§ **Exercise instructions**:
The data below is to be copied exactly, line by line.

START Data for review

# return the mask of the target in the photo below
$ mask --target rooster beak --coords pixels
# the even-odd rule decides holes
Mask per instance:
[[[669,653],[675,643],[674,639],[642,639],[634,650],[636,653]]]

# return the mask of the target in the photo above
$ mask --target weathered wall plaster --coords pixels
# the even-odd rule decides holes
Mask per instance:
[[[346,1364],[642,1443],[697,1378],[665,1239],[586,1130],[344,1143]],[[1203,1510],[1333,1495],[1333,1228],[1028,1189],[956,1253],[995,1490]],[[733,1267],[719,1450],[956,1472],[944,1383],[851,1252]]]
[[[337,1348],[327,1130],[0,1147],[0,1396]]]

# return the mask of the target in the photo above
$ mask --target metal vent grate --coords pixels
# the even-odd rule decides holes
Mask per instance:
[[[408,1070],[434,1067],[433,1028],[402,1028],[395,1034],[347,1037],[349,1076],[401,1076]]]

END Data for review

§ **Finished task**:
# return the mask of the target in the photo below
$ mask --target rooster beak --coords pixels
# the even-odd rule decides holes
Mask per instance:
[[[669,653],[675,643],[674,639],[642,639],[634,650],[636,653]]]

# return the mask of the target in the photo above
$ mask --target weathered wall plaster --coords pixels
# the even-odd rule decides holes
Mask per instance:
[[[346,1364],[642,1443],[697,1378],[665,1239],[586,1130],[344,1143]],[[1203,1510],[1333,1495],[1333,1228],[1028,1189],[956,1253],[995,1490]],[[733,1267],[719,1450],[956,1472],[944,1383],[851,1252]]]
[[[337,1348],[327,1130],[0,1147],[0,1396]]]

# return the mask of the target in the photo above
$ mask --target metal vent grate --coords pixels
# the even-odd rule decides holes
Mask per instance:
[[[408,1070],[434,1067],[433,1028],[402,1028],[395,1034],[347,1037],[349,1076],[401,1076]]]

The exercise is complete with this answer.